PASSAGE TO READ:
SLAC's SSRL Contributes to Platinum-Based Catalyst Design
Researchers from two SLAC-Stanford joint institutes, the Stanford Institute for Materials and Energy Sciences (SIMES) and the SUNCAT Center for Interface Science and Catalysis, recently joined forces to investigate a catalyst that promotes energy-releasing reactions in fuel cells.
They discovered that the catalyst, made of ultrathin platinum layers grown on a single crystal of rhodium, would work better and last longer if its structure – as well as its composition – was carefully engineered.
Stable, highly active catalysts are particularly needed in fuel cells, which could power electric vehicles without the range limitations of current batteries. But the catalysts are often made of scarce and expensive materials like platinum. Attempts to engineer such catalysts have failed, however, because the most active catalysts are not stable enough, and the most stable catalysts aren’t active enough.

SUPPLIED ENTRIES:
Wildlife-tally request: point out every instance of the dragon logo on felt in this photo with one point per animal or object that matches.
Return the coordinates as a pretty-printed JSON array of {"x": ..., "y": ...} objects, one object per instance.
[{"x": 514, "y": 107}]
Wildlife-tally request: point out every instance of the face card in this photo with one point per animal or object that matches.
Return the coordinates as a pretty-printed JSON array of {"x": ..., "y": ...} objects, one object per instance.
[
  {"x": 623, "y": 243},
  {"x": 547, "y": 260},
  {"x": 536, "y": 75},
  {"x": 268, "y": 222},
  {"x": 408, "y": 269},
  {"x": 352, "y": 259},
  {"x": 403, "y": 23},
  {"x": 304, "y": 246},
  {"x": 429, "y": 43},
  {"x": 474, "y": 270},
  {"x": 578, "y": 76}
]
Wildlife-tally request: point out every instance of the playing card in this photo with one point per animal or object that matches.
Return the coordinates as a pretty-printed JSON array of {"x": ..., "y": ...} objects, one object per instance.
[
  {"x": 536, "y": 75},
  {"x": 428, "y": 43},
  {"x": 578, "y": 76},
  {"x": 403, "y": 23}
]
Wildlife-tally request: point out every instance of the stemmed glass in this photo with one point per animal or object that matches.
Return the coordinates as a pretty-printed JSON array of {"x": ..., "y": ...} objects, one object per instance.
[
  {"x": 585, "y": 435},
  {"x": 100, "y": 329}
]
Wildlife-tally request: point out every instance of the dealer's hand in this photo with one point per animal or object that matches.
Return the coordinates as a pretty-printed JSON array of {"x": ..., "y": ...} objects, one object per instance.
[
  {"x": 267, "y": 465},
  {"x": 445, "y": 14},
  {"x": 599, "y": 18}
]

---

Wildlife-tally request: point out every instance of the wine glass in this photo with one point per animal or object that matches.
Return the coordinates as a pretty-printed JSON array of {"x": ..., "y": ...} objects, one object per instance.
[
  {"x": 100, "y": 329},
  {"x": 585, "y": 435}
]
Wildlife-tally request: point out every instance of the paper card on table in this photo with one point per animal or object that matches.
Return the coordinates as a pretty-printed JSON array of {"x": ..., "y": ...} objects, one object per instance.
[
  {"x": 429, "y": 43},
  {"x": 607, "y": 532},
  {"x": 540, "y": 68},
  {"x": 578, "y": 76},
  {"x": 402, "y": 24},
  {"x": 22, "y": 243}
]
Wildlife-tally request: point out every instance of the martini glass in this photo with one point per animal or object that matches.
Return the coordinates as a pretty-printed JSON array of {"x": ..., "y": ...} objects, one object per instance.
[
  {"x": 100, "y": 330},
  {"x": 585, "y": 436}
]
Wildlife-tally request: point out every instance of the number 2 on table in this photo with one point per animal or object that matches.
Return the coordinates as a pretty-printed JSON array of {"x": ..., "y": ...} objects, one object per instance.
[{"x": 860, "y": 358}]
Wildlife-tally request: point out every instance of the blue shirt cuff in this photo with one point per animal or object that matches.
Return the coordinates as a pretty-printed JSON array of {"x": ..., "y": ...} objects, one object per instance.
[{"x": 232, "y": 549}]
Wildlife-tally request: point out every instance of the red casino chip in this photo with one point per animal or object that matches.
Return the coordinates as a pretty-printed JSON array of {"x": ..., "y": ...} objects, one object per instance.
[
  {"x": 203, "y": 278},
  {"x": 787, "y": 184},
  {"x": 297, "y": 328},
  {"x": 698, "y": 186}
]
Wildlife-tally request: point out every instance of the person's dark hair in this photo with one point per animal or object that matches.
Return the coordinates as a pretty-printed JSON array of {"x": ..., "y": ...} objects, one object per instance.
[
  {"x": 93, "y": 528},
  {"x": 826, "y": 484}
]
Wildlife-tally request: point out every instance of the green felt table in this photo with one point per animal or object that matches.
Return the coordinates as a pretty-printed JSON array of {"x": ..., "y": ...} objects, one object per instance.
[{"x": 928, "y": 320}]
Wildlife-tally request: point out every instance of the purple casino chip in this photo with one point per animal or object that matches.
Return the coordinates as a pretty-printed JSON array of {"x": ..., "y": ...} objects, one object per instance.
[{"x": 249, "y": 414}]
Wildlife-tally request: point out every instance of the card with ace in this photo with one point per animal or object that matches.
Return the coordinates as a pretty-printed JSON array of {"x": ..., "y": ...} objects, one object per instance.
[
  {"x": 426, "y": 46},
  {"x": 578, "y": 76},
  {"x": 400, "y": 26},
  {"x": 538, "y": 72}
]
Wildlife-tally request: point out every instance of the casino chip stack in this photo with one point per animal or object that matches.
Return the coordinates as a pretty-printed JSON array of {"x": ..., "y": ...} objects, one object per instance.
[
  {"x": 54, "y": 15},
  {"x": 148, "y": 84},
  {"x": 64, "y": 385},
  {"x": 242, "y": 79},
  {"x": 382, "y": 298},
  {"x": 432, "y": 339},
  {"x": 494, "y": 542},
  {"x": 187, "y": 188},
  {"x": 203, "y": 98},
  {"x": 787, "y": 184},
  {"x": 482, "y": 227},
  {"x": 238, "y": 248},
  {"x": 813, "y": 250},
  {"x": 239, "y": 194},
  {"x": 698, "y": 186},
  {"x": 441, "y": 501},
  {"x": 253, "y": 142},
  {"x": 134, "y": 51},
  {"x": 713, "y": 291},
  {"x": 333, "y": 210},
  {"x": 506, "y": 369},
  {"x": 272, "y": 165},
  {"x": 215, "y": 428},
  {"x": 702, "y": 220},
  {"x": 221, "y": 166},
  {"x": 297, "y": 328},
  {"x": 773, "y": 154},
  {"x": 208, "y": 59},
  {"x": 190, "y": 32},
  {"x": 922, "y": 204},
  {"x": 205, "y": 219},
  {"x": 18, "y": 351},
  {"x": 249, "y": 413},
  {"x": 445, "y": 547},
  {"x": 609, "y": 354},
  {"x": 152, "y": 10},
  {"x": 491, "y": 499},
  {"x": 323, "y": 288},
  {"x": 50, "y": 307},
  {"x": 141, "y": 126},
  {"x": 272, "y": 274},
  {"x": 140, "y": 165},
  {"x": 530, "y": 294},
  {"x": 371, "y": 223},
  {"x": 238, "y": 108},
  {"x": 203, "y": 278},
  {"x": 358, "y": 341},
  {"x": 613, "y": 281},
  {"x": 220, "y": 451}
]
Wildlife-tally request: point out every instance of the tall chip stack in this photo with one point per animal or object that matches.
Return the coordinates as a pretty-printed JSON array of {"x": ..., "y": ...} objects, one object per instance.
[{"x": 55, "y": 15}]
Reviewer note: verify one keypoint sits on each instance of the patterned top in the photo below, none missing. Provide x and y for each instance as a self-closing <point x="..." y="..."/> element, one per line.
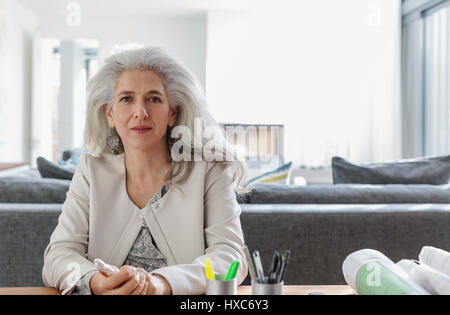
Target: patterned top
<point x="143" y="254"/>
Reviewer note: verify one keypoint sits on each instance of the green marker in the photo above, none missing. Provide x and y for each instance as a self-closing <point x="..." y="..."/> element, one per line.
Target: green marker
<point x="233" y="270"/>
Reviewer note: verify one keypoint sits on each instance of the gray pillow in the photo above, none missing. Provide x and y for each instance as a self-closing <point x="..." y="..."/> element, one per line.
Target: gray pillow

==

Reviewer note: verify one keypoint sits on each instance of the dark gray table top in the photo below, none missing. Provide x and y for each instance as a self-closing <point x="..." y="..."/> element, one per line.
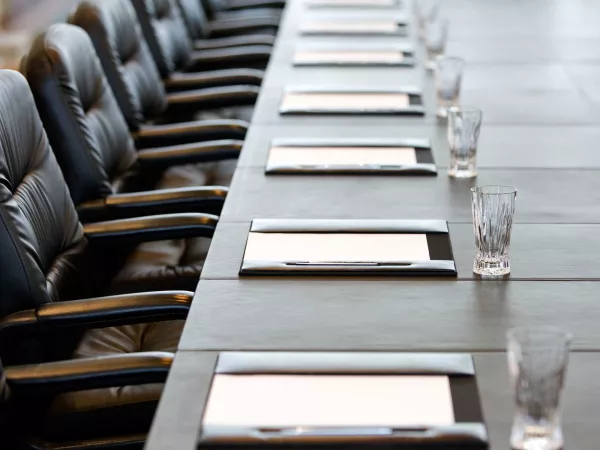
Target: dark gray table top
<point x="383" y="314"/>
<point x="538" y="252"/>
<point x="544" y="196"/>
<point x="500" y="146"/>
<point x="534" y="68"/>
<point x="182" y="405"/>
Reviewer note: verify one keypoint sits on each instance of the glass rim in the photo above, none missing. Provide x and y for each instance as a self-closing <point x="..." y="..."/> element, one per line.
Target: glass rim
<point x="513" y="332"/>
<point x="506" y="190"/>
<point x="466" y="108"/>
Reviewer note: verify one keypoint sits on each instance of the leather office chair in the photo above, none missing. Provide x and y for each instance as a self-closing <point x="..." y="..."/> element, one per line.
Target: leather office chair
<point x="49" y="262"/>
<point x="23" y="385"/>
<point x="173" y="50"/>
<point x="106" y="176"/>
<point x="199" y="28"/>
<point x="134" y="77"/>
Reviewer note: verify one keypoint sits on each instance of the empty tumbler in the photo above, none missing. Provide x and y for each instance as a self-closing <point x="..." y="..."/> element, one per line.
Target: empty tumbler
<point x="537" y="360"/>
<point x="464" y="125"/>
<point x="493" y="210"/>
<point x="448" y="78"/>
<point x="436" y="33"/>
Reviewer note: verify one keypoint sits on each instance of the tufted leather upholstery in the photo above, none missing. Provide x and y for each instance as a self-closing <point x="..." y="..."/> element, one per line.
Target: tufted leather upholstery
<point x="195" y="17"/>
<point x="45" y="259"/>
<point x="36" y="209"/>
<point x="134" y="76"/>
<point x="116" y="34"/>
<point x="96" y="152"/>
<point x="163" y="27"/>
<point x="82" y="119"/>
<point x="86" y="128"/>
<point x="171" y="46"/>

REQUIRED TASKS:
(1) According to the piece on platinum-based catalyst design, why have attempts to engineer catalysts for fuel cells failed? Answer in one to three sentences.
(2) Continue the article on the platinum-rhodium catalyst from the point where it ends.

RESPONSES TO THE EXERCISE:
(1) They have failed because the most active catalysts are not stable enough, and the most stable catalysts aren't active enough.

(2)
The SIMES team, led by Associate Staff Scientist Daniel Friebel, studied two very different platinum-rhodium nanostructures: one with platinum deposited on the rhodium crystal in a single, atom-thick layer, and the other with the same amount of platinum forming thicker islands with bare rhodium in between. They used the high-resolution X-ray spectrometer at the Stanford Synchrotron Radiation Lightsource's Beam Line 6-2 to examine the surface chemistry that determines the catalytic activity of both structures.
The two samples showed markedly different behavior: The platinum islands were much better at grabbing and holding oxygen atoms than the platinum monolayer, which captured almost no oxygen on its surface. In fuel cells, atomic oxygen is the key intermediary between bond-breaking and bond-making chemical reactions on a fuel cell's cathode, where oxygen molecules, current-carrying electrons and protons that have been generated from hydrogen at the fuel cell's anode are transformed into water.
How strongly oxygen atoms are held by the catalyst is a vital consideration when determining its efficacy, said Friebel. “If the oxygen is too weakly attached to the catalyst, the initial bond-breaking never gets going. If, however, oxygen gets stuck, it will throttle the bond-making that is needed to complete the reaction."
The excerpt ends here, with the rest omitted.